Written exercise >> Copy the listing below, swapping each "instance" for "occurrence" and leaving everything else unchanged.

Data lines >>
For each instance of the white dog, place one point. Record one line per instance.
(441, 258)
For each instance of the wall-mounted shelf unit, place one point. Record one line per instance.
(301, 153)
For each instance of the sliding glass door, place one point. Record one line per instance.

Finished answer >>
For each occurrence of the white dog, place one point. Record one line per occurrence.
(441, 258)
For each occurrence of the wall-mounted shelf unit, place one point. Record one line per occurrence.
(301, 153)
For each occurrence of the sliding glass door, place one point. Record one line per occurrence.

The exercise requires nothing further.